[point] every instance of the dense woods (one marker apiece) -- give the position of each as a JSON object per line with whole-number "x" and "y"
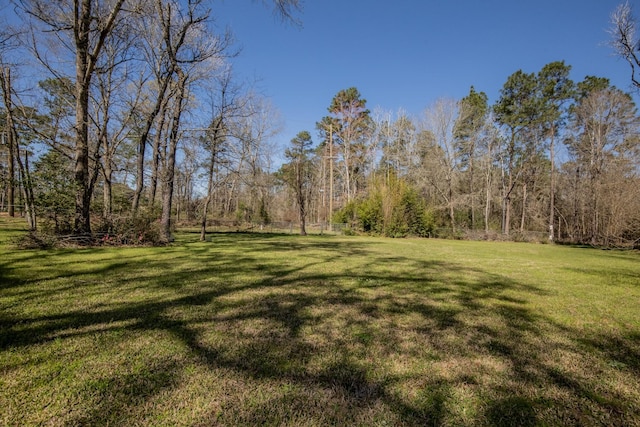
{"x": 138, "y": 122}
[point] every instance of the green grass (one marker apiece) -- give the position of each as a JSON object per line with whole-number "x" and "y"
{"x": 259, "y": 329}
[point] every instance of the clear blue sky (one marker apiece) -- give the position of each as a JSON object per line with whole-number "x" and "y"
{"x": 408, "y": 53}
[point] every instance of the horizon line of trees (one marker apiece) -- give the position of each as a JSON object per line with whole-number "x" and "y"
{"x": 141, "y": 123}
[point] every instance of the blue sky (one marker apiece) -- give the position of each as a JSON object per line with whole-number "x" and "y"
{"x": 408, "y": 53}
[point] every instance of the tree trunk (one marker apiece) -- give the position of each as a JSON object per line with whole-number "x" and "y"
{"x": 169, "y": 175}
{"x": 6, "y": 91}
{"x": 524, "y": 206}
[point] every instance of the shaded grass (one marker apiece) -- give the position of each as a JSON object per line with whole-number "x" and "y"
{"x": 256, "y": 329}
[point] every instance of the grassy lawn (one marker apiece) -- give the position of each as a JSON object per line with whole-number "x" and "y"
{"x": 258, "y": 329}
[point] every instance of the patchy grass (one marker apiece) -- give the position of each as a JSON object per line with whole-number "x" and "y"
{"x": 251, "y": 329}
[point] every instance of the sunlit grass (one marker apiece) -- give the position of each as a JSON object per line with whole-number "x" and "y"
{"x": 255, "y": 329}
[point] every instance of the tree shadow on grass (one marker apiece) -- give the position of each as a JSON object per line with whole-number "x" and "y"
{"x": 361, "y": 346}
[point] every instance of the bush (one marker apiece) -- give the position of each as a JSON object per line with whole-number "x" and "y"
{"x": 142, "y": 229}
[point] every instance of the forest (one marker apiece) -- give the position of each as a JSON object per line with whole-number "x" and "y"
{"x": 137, "y": 123}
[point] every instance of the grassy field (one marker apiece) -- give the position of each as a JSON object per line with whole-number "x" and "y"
{"x": 258, "y": 329}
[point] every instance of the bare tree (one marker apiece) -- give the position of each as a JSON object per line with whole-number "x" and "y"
{"x": 440, "y": 120}
{"x": 624, "y": 38}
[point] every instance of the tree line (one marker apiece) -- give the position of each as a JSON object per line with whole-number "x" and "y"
{"x": 140, "y": 122}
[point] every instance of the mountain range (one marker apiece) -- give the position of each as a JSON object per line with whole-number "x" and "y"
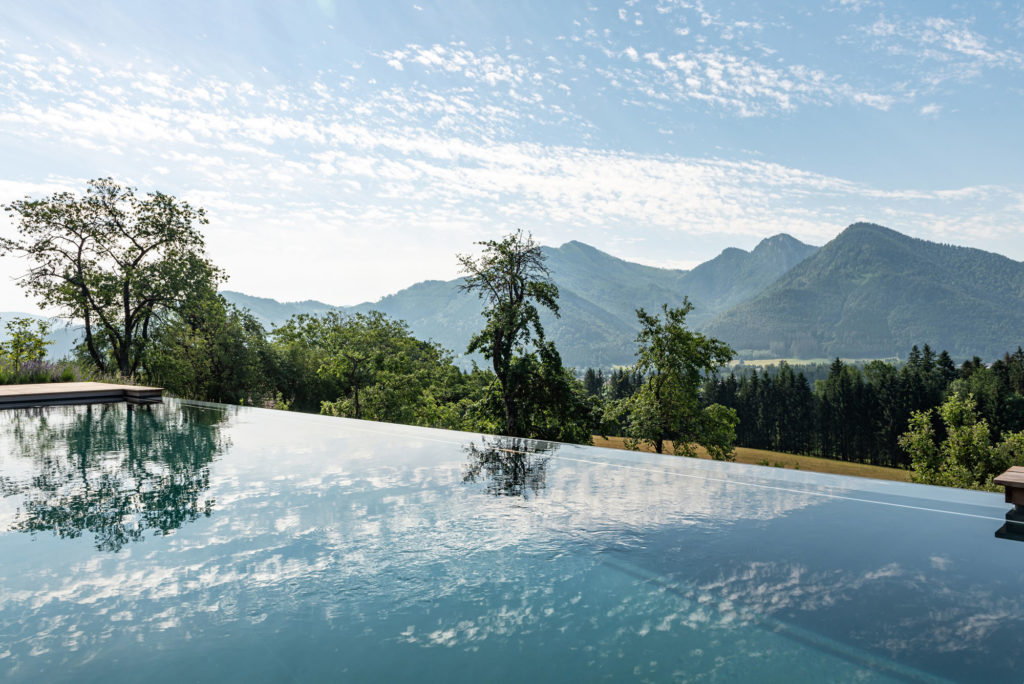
{"x": 598, "y": 298}
{"x": 870, "y": 292}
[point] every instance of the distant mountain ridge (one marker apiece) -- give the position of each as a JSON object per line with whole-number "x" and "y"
{"x": 872, "y": 292}
{"x": 598, "y": 298}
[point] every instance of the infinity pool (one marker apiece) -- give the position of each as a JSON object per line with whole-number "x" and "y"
{"x": 196, "y": 542}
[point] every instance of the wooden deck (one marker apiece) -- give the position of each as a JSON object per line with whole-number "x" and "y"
{"x": 43, "y": 394}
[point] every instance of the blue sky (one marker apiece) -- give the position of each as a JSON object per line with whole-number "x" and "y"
{"x": 344, "y": 151}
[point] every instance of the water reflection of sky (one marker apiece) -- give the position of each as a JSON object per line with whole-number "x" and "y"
{"x": 309, "y": 547}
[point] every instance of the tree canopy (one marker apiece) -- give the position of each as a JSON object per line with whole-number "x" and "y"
{"x": 538, "y": 396}
{"x": 675, "y": 361}
{"x": 114, "y": 260}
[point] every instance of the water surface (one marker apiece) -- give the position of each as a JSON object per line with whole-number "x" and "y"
{"x": 199, "y": 542}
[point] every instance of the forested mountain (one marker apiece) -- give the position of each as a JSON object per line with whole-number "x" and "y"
{"x": 599, "y": 295}
{"x": 872, "y": 292}
{"x": 62, "y": 337}
{"x": 270, "y": 311}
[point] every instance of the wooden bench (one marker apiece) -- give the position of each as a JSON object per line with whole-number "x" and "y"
{"x": 48, "y": 393}
{"x": 1013, "y": 480}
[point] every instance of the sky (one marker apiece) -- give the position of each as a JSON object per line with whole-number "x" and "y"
{"x": 346, "y": 150}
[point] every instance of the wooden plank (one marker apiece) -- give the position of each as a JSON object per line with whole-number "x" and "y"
{"x": 75, "y": 392}
{"x": 1014, "y": 477}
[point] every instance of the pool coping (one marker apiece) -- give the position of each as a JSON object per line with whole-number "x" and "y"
{"x": 55, "y": 393}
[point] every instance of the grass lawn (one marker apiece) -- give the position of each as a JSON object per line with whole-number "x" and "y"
{"x": 779, "y": 460}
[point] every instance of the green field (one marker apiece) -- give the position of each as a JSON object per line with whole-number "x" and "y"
{"x": 764, "y": 362}
{"x": 760, "y": 457}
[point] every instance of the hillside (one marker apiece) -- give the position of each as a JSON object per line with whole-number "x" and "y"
{"x": 271, "y": 312}
{"x": 872, "y": 292}
{"x": 599, "y": 294}
{"x": 62, "y": 337}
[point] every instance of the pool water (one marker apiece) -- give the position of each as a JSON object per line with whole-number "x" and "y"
{"x": 197, "y": 542}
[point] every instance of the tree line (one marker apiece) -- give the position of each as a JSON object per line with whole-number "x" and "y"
{"x": 133, "y": 269}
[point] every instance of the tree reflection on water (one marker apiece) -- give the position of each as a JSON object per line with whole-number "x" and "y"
{"x": 509, "y": 466}
{"x": 114, "y": 471}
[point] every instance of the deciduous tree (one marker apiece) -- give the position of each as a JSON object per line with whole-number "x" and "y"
{"x": 113, "y": 260}
{"x": 675, "y": 361}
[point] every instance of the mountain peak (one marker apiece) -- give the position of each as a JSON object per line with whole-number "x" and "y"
{"x": 863, "y": 228}
{"x": 782, "y": 241}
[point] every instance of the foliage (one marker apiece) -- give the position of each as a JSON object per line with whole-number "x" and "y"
{"x": 209, "y": 349}
{"x": 966, "y": 457}
{"x": 114, "y": 260}
{"x": 675, "y": 361}
{"x": 27, "y": 340}
{"x": 371, "y": 367}
{"x": 536, "y": 395}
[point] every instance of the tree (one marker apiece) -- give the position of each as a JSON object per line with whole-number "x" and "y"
{"x": 967, "y": 457}
{"x": 24, "y": 343}
{"x": 114, "y": 260}
{"x": 531, "y": 385}
{"x": 370, "y": 367}
{"x": 675, "y": 361}
{"x": 209, "y": 349}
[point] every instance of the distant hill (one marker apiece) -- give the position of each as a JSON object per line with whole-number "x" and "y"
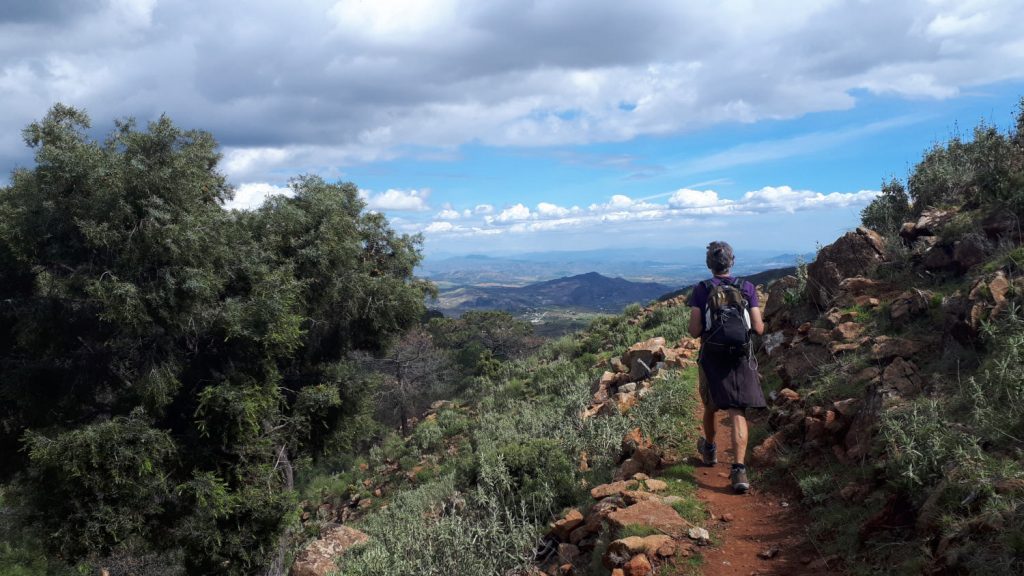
━━━━━━━━━━━━━━━━
• Exercise brief: Reproduce the material above exactly, but only from the line with "[point] every instance of the hillside" through its last line, leaving pictures out.

• Written solution:
[point] every instance of the hillside (one marker apiece) -- give the position of each as a JSON object per line with whole-number "x" and "y"
{"x": 271, "y": 312}
{"x": 872, "y": 292}
{"x": 599, "y": 294}
{"x": 62, "y": 337}
[point] every instance of the pool water (one marker apiece) -- give the position of each as a JSON object per line with whole-number "x" and "y"
{"x": 197, "y": 542}
[point] every instance of the tree line (one marker apiece) -- give the position of each as a JSON object per line with whole-number "x" and "y"
{"x": 133, "y": 269}
[point] every instance of the tree reflection on water (one marker apiece) -- give the position of each as a JSON object per line with whole-number "x" and "y"
{"x": 509, "y": 466}
{"x": 114, "y": 471}
[point] every instance of the deciduous tree (one marker apiece) -- give the position of each as a JSON object per line with whole-number "x" and "y"
{"x": 113, "y": 260}
{"x": 675, "y": 361}
[point] every instance of the mountain peak (one marker apiece) -- give the position of each as a JSON object per line with whole-number "x" and "y"
{"x": 863, "y": 228}
{"x": 782, "y": 241}
[point] every instance of the foliage (one marker apiece) -- give the position of each as a JSON object per line with whole-number "x" and "y"
{"x": 209, "y": 349}
{"x": 966, "y": 457}
{"x": 114, "y": 260}
{"x": 675, "y": 361}
{"x": 27, "y": 340}
{"x": 371, "y": 367}
{"x": 536, "y": 395}
[point] every instance of the tree (one marker apiece) -- give the position of each as a JSON object per line with whole-number "x" and "y"
{"x": 967, "y": 457}
{"x": 24, "y": 343}
{"x": 114, "y": 260}
{"x": 531, "y": 385}
{"x": 370, "y": 367}
{"x": 675, "y": 361}
{"x": 209, "y": 349}
[point] every instance of the distant hill (one marker apiece) -- give the position of each as a JSON object per line with whole-number "x" and "y"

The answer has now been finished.